## DIRECTIVES:
1. Name every federal agency that the passage on promoting rural exports says the Rural Council will coordinate with.
2. Answer these questions using the passage on promoting rural exports, with each answer on its own line marked the same way.
(a) Over what period are the specific commitments to be provided?
(b) How many "Made in Rural America" regional forums will be hosted?
(c) Which local partners are named for the regional forums?
3. Continue the passage on promoting rural exports from its final sentence.

======== PROVIDED TEXT ========

Specifically, the President has instructed his Rural Council - in coordination with the U.S. Department of Agriculture, the U.S. Department of Commerce, the Small Business Administration, the Export-Import Bank, the Office of the United States Trade Representative, and other agencies - to commit to connecting more rural businesses of all types to export information and assistance through a comprehensive strategy including the following specific commitments, to be provided over the next nine months:

  • Host five "Made in Rural America" regional forums dedicated to promoting rural exports by providing rural leaders and businesses with information about federal and other resources available to help expand exports. Working with local partners including the National Association of Counties (NACo), the Delta Regional Authority, and the Appalachian Regional Commission, these export-focused regional forums will help rural businesses take advantage of new market opportunities by providing training from experienced exporters and federal officials on the basics of exporting, accessing federal support, and participating in major trade events and trade shows across the country, as well as overseas trade missions.

======== INFORMATION SUPPLIED ========

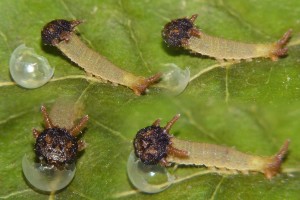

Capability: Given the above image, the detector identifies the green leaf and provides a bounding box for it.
[0,0,300,199]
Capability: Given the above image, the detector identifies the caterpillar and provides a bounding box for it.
[162,14,292,61]
[41,19,161,95]
[133,114,290,179]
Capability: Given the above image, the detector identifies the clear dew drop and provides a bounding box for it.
[9,44,54,88]
[22,154,76,192]
[127,151,174,193]
[157,63,190,95]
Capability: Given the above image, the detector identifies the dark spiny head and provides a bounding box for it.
[133,125,170,165]
[41,19,81,45]
[162,18,194,47]
[34,127,78,168]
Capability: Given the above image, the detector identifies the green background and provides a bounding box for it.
[0,0,300,199]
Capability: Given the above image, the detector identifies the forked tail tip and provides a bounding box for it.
[132,73,162,96]
[270,29,292,61]
[264,139,290,179]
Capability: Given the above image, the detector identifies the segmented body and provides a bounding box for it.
[41,19,161,95]
[166,138,271,173]
[187,33,274,60]
[133,114,290,178]
[162,15,292,61]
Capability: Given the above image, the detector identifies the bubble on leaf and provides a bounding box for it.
[9,44,54,88]
[22,154,76,192]
[157,63,190,95]
[127,151,174,193]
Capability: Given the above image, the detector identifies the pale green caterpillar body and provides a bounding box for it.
[162,15,292,61]
[133,114,290,179]
[42,19,161,95]
[166,137,289,178]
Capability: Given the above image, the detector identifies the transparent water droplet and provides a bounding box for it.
[156,63,190,95]
[9,44,54,88]
[22,154,76,192]
[127,151,174,193]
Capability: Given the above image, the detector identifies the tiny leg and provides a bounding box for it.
[190,14,198,23]
[164,114,180,133]
[270,29,292,61]
[152,119,160,127]
[264,140,290,179]
[168,145,189,158]
[41,106,53,128]
[78,140,87,151]
[159,158,170,167]
[32,128,41,139]
[70,115,89,137]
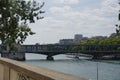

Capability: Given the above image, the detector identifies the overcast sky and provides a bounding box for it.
[25,0,119,44]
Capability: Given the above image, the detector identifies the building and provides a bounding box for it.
[74,34,83,44]
[59,39,73,45]
[92,36,107,39]
[74,34,83,40]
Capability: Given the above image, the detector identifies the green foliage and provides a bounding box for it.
[116,25,120,38]
[0,0,44,52]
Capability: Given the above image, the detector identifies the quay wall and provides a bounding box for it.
[0,58,87,80]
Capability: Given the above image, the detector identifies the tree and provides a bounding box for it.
[116,1,120,38]
[0,0,44,51]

========

## RESULTS OF THE EXERCISE:
1.
- U.S. Department of Agriculture
- U.S. Department of Commerce
- Small Business Administration
- Export-Import Bank
- Office of the United States Trade Representative

2.
(a) Over the next nine months.
(b) Five.
(c) The National Association of Counties (NACo), the Delta Regional Authority, and the Appalachian Regional Commission.

3.
  • Convene an "Investing in Rural America" conference later this year to connect major investors with rural business leaders, high-level government officials, economic development experts, and other partners. This conference, hosted by the White House Rural Council in coordination with the Department of Agriculture and other partners, will promote opportunities to invest in Rural America by highlighting successful projects in energy; biofuels and bioproducts; infrastructure, from transportation to water systems to telecommunications; healthcare; manufacturing; and local and regional food systems.
  • Host training sessions to equip local USDA Rural Development staff in all 50 states plus territories with the tools they need to counsel businesses on export opportunities and resources. The Department of Commerce, through the Trade Promotion Coordinating Committee, will cross-train USDA Rural Development staff so they can better deliver support or refer rural businesses to federal services.
  • Provide enhanced export counseling for rural businesses to connect with foreign buyers through the Department of Commerce's U.S. Export Assistance Center trade specialists in over 100 domestic locations and in collaboration with the U.S. Department of Agriculture's field staff.
  • Coordinate across the Administration to promote rural-produced goods and services at trade events including trade missions, buyer programs, trade shows, and other promotion programs.
  • Educate local leaders across the country on the importance of rural exports in partnership with NACo and through the Trade Promotion Coordinating Committee in order to connect these leaders with federal resources and information to better support rural businesses to develop their potential for exporting.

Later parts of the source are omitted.